[[ Records to process open ]]
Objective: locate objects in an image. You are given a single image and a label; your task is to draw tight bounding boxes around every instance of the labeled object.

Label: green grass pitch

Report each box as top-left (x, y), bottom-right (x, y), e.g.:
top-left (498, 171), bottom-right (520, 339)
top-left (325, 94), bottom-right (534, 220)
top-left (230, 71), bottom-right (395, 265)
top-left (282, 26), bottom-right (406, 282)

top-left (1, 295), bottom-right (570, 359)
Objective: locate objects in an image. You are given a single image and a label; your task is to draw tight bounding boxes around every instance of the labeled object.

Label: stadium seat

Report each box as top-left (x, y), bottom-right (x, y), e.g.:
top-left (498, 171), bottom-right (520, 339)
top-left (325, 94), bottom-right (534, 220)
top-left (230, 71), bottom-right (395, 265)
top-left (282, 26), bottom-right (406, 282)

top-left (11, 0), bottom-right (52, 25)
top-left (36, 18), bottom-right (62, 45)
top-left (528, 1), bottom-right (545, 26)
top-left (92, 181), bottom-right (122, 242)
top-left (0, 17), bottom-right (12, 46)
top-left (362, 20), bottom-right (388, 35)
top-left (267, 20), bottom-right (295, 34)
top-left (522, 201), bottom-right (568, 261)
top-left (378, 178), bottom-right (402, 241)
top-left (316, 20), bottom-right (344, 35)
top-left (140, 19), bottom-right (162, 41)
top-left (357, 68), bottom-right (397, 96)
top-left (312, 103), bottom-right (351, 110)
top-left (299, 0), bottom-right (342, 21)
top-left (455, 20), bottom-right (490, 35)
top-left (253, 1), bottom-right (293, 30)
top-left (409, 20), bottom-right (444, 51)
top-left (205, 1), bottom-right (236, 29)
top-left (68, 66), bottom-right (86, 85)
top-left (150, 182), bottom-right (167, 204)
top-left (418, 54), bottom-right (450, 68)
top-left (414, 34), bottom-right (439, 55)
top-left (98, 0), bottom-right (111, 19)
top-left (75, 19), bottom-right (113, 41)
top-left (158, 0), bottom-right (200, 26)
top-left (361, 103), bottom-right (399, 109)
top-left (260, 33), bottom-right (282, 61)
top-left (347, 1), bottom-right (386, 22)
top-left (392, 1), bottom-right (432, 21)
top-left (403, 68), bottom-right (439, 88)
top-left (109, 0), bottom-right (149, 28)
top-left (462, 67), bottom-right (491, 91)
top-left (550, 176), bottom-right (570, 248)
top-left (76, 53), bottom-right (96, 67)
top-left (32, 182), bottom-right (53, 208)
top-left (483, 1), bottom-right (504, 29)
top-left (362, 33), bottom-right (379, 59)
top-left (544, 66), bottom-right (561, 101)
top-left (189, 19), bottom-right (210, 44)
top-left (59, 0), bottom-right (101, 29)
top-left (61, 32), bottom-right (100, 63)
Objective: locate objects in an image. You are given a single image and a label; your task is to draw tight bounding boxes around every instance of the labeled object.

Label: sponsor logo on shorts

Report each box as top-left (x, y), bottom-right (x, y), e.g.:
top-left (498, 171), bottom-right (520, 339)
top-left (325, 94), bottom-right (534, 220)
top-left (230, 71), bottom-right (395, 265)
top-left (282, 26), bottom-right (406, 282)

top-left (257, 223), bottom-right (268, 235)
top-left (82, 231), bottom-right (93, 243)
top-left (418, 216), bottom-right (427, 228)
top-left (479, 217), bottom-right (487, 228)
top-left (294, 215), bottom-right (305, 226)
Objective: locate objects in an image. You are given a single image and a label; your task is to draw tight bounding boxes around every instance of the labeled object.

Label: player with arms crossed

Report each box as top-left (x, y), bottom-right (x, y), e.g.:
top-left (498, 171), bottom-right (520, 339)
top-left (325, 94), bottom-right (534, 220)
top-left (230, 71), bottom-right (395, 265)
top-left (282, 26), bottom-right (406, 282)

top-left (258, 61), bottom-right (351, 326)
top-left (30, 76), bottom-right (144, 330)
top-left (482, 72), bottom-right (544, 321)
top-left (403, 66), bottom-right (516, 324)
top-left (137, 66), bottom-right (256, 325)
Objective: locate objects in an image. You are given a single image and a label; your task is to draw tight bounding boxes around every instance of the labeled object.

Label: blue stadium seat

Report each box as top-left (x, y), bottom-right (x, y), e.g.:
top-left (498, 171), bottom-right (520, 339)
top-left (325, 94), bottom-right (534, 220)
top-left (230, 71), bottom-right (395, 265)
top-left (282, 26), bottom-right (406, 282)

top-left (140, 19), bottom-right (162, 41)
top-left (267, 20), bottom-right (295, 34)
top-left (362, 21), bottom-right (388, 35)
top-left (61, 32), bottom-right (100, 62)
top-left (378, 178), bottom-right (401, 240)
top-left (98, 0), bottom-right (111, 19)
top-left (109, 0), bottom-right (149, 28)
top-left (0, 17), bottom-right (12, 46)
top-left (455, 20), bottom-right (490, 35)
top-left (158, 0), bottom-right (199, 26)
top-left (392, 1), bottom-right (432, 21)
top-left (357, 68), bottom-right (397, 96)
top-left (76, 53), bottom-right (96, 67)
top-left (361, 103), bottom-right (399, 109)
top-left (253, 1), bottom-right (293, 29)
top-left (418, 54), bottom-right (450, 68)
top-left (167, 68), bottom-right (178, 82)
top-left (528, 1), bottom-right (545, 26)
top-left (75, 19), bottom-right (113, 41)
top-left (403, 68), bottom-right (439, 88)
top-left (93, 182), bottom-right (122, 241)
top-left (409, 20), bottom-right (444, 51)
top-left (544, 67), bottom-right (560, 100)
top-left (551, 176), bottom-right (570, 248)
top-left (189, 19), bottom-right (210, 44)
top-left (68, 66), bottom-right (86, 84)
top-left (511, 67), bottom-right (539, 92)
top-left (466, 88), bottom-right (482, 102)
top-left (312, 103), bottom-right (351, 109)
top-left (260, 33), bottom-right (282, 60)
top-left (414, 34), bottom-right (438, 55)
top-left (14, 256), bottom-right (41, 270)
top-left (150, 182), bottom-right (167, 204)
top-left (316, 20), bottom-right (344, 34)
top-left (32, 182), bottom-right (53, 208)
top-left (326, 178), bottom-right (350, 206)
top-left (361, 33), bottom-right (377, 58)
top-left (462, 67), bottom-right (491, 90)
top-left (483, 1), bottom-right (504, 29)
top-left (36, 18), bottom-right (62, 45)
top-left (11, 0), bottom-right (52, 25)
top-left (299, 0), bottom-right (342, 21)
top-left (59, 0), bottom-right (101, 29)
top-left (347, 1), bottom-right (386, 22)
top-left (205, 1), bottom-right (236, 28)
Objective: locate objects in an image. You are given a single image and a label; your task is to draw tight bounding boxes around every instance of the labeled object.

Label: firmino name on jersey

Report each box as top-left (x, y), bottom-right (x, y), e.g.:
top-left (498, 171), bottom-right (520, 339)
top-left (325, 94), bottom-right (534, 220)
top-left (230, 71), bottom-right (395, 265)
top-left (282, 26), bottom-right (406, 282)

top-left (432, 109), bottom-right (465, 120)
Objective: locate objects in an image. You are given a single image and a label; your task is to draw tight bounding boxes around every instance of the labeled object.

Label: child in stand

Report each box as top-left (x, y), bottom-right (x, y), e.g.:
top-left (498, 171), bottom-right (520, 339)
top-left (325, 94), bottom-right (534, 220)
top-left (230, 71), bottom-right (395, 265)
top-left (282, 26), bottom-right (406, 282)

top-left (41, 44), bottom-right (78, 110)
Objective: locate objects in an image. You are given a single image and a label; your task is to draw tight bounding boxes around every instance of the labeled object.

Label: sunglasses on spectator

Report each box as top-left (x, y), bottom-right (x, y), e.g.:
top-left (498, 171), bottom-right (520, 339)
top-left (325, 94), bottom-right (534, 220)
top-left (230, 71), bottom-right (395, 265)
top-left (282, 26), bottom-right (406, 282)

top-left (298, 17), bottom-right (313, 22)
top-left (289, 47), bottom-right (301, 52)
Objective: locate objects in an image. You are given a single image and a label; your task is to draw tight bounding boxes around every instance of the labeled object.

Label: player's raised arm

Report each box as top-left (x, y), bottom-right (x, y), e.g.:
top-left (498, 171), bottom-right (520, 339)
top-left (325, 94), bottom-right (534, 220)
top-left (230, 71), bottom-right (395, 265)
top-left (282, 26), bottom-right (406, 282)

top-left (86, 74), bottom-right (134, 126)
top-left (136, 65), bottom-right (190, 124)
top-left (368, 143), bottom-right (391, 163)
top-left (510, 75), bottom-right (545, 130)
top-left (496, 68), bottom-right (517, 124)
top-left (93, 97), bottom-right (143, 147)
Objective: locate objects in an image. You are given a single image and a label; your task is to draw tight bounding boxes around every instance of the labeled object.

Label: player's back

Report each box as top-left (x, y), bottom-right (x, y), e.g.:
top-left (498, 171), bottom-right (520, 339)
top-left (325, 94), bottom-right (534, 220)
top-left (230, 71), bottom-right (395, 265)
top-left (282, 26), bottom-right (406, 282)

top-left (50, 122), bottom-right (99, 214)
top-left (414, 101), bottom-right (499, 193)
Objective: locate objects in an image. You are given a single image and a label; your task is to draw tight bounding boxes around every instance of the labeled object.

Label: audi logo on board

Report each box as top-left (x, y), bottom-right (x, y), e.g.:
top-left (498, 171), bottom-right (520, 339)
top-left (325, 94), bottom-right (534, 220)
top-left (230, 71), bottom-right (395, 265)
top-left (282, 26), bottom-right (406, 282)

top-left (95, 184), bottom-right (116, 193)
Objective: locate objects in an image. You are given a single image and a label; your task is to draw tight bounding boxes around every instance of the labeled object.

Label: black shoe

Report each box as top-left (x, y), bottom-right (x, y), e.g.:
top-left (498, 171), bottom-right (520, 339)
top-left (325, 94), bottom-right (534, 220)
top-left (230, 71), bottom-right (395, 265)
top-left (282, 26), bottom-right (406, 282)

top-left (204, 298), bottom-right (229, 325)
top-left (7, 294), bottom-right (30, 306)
[[ Records to process closed ]]
The task: Search the entries above for the word "logo", and copy every line where it occurs.

Task answer:
Label: sponsor logo on shorts
Label: audi logo on board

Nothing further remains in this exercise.